--- Start Provided entries ---

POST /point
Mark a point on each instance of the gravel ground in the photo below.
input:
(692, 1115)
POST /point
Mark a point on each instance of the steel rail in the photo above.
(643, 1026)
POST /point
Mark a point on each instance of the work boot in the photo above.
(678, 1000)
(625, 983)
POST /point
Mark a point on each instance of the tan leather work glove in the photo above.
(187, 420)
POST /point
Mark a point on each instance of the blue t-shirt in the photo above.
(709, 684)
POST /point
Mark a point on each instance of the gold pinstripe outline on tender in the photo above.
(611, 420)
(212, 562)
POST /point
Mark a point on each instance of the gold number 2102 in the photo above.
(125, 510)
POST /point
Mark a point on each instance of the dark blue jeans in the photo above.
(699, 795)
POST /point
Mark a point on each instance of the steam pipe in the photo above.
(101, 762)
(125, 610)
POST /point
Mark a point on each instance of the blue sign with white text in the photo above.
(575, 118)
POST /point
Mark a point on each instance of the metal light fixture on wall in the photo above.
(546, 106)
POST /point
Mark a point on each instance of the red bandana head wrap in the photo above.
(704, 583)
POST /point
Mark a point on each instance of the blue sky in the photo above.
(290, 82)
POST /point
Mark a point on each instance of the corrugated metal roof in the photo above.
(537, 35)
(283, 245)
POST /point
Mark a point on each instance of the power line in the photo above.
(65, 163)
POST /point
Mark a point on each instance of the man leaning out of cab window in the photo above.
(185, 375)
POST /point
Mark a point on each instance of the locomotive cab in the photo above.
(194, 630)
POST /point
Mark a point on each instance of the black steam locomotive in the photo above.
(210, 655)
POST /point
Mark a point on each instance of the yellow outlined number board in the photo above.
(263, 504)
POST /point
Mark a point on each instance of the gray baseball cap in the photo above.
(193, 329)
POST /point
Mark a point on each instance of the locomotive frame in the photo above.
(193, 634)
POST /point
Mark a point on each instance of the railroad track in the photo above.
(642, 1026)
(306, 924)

--- End Provided entries ---

**Task statement:**
Retype the material line for line, from its first line through the line that contains "(643, 1026)", including both of those lines.

**Full answer:**
POST /point
Mark a point on each instance of the gravel ground in the photo below.
input:
(692, 1115)
POST /point
Mark a point on each instance of the steel rail in the photo above.
(643, 1026)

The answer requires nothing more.